## GIVEN TEXT

***

Eaze Pitch Deck Breakdown [Let's Explore in Detail]
- Ink Narrates | The Presentation Design Agency
- 21 hours ago
- 6 min read
When we were building a pitch deck for our client Brady, he asked us,
“Why does the Eaze Pitch Deck rely so much on data instead of story?”
Our Creative Director answered,
“Because in some cases, data is the story.”
As a presentation design agency, we work on many pitch decks throughout the year and in the process we’ve observed one common challenge: founders often overload their decks with numbers but forget how those numbers connect back to the bigger picture.
So, in this blog, we’ll explore the Eaze Pitch Deck in detail and break down what its data-heavy approach gets right and what lessons you can take from it.
In case you didn't know, we specialize in only one thing: making presentations. We can help you by designing your slides and writing your content too.
Eaze Pitch Deck Breakdown [Let's Explore in Detail]
Here's the Eaze Pitch Deck for your reference...
First of all, let’s acknowledge the obvious: this is a completely data heavy pitch deck. No fancy slogans, no extended product education, no filler slides trying to explain the basics. It is wall-to-wall data. That’s not an accident. When a company has real traction to show, numbers become the story. And that’s exactly what Eaze leaned into.
A lot of founders assume storytelling means flowery narratives and dramatic openings. But storytelling is really about sequence. It’s about the way information is layered so that one slide naturally sets up the next. That’s where Eaze got it right. Even though the deck is loaded with charts, graphs, and metrics, the order in which those data points are delivered creates a clear “what we’ve done” and “what we’re about to do” rhythm. And that rhythm is what makes the difference between a deck that feels like a spreadsheet on slides versus a deck that feels like a company with momentum.
1. Data heavy done right
We’ve all seen decks that try to show off numbers but end up overwhelming investors. You’ve probably sat through presentations where the charts are cluttered, the font sizes are inconsistent, and you can’t tell what matters and what doesn’t. With Eaze, the first thing that strikes you is how well formatted the slides are.
It’s 15 slides of pure proof. Every single slide is a demonstration of traction. But despite the volume of data, nothing feels messy. The charts are clean. The layouts are intentional. There’s clear breathing room around numbers so your eyes know where to land. That might sound like a small design detail, but it’s not. Formatting is what decides whether an investor sees competence or chaos.
If you think about it, data is just raw material. What turns it into insight is structure. Eaze understood that. They didn’t just dump numbers on a slide. They designed the slides so those numbers had authority.
2. Proof over promises
Another thing that makes this deck stand out is the ratio of proof versus promises. Most early stage startups rely heavily on the promise of what could happen. They’ll have one traction slide but then spend ten slides projecting into the future. Eaze flipped that around.
Because they already had traction, they focused on proof. Market adoption. Revenue growth. All of that showed up in their slides, front and center. When you see that kind of confidence in data, it creates a powerful impression: this company knows exactly what it’s doing.
That’s the real lesson here. If you have proof, you don’t need to oversell the future. Investors aren’t looking for the most imaginative pitch. They’re looking for the most reliable growth story.
3. Storytelling without fluff
Let’s get something straight. Just because the deck is full of data doesn’t mean it lacks story. Quite the opposite. The story is just told through numbers.

***

## SUPPLIED DATA
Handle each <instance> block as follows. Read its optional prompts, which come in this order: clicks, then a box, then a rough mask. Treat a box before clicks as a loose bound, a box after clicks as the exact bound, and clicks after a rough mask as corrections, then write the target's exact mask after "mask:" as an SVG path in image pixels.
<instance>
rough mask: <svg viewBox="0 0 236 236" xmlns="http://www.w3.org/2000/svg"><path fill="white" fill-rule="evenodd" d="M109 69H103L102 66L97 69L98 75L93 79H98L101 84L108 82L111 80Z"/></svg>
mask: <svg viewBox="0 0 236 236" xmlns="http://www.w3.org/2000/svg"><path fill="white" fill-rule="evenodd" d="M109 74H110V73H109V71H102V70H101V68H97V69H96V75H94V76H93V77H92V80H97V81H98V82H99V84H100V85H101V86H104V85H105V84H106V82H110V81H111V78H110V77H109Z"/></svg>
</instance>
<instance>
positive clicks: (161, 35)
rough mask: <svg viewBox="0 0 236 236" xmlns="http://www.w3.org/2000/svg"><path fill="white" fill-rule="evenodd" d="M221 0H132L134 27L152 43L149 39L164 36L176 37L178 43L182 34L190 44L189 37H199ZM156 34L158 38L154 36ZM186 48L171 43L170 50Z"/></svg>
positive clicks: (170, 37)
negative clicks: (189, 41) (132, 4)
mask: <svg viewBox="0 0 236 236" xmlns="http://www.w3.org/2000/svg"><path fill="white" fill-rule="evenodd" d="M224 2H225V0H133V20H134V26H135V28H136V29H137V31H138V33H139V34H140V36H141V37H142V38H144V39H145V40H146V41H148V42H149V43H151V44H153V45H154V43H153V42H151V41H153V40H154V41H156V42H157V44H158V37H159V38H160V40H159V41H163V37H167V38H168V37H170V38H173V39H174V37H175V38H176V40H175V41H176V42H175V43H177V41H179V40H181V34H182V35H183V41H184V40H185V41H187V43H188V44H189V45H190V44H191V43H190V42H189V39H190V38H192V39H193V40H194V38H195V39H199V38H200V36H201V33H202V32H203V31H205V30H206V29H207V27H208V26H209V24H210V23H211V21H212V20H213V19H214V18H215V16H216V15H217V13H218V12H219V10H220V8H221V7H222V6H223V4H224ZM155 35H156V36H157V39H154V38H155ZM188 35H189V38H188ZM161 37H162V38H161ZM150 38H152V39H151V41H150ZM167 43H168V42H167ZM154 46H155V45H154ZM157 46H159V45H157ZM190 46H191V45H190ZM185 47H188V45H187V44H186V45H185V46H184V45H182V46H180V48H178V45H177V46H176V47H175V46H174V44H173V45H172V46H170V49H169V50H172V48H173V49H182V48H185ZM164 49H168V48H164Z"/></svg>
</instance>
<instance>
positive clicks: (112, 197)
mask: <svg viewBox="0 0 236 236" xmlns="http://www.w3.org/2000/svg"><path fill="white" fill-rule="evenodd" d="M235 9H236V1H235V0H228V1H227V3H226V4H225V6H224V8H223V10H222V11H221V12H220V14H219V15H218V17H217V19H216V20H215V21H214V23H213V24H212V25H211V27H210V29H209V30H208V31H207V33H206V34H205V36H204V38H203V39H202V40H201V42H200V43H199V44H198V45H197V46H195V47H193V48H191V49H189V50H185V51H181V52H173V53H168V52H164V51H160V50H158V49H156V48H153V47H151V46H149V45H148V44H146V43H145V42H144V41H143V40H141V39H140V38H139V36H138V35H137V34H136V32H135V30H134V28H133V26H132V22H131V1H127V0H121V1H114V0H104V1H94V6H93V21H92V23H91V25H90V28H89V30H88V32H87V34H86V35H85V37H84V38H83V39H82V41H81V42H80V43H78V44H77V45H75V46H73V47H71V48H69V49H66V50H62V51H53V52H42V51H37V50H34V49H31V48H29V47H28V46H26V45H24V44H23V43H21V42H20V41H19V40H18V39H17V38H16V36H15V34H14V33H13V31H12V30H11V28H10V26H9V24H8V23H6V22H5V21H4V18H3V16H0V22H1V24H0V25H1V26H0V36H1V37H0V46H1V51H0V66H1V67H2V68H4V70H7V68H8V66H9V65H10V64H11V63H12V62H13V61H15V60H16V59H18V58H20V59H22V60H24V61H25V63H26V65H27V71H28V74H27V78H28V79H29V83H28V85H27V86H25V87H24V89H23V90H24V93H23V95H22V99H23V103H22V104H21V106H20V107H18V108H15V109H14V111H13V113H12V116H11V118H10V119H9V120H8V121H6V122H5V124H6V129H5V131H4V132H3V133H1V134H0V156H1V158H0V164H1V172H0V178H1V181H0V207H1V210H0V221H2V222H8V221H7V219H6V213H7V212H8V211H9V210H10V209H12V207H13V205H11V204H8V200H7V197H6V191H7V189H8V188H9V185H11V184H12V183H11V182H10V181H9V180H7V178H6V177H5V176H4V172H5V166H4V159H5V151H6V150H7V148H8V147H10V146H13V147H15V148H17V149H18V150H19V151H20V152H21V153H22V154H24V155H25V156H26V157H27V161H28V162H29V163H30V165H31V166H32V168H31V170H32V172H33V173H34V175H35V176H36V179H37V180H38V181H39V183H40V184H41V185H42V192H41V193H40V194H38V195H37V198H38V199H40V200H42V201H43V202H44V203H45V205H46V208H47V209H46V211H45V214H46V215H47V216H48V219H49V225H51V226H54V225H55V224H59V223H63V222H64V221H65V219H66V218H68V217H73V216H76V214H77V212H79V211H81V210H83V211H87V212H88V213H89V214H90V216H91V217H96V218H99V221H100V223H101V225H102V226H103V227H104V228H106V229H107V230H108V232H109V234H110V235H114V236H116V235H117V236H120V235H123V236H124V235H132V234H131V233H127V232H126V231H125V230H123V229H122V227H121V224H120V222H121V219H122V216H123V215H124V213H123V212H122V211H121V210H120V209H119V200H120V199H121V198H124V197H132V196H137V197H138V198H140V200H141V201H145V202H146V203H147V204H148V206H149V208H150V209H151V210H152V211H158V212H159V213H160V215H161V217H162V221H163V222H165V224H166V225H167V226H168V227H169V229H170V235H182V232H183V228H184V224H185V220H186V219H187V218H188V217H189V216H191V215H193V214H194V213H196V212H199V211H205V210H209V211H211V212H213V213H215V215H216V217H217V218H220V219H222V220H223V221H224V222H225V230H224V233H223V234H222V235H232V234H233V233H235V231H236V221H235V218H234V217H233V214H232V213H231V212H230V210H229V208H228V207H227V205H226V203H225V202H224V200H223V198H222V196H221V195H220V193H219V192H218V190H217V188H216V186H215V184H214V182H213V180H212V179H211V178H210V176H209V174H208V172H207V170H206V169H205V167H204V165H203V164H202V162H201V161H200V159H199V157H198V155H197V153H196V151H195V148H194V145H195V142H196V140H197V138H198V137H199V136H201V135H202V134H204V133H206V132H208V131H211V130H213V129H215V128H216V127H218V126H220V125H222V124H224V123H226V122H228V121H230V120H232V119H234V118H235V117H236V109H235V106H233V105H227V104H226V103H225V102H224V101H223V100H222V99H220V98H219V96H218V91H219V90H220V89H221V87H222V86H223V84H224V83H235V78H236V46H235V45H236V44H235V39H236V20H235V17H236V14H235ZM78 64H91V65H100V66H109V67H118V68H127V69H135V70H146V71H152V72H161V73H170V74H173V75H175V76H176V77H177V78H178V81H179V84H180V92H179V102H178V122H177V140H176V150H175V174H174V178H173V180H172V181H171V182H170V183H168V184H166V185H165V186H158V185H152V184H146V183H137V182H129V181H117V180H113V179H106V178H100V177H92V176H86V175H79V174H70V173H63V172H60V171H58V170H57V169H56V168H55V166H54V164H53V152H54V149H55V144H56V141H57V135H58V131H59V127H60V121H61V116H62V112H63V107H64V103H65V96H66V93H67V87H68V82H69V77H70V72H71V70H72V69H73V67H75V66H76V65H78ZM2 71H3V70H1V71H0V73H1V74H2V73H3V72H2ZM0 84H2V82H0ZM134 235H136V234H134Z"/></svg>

***

## JOB ITEM
Retype the part of the Eaze pitch deck breakdown that opens with the words containing "Our Creative Director" and closes with "for your reference...", keeping every word and mark as it appears in the text above.

## ANSWER
Our Creative Director answered,
“Because in some cases, data is the story.”
As a presentation design agency, we work on many pitch decks throughout the year and in the process we’ve observed one common challenge: founders often overload their decks with numbers but forget how those numbers connect back to the bigger picture.
So, in this blog, we’ll explore the Eaze Pitch Deck in detail and break down what its data-heavy approach gets right and what lessons you can take from it.
In case you didn't know, we specialize in only one thing: making presentations. We can help you by designing your slides and writing your content too.
Eaze Pitch Deck Breakdown [Let's Explore in Detail]
Here's the Eaze Pitch Deck for your reference...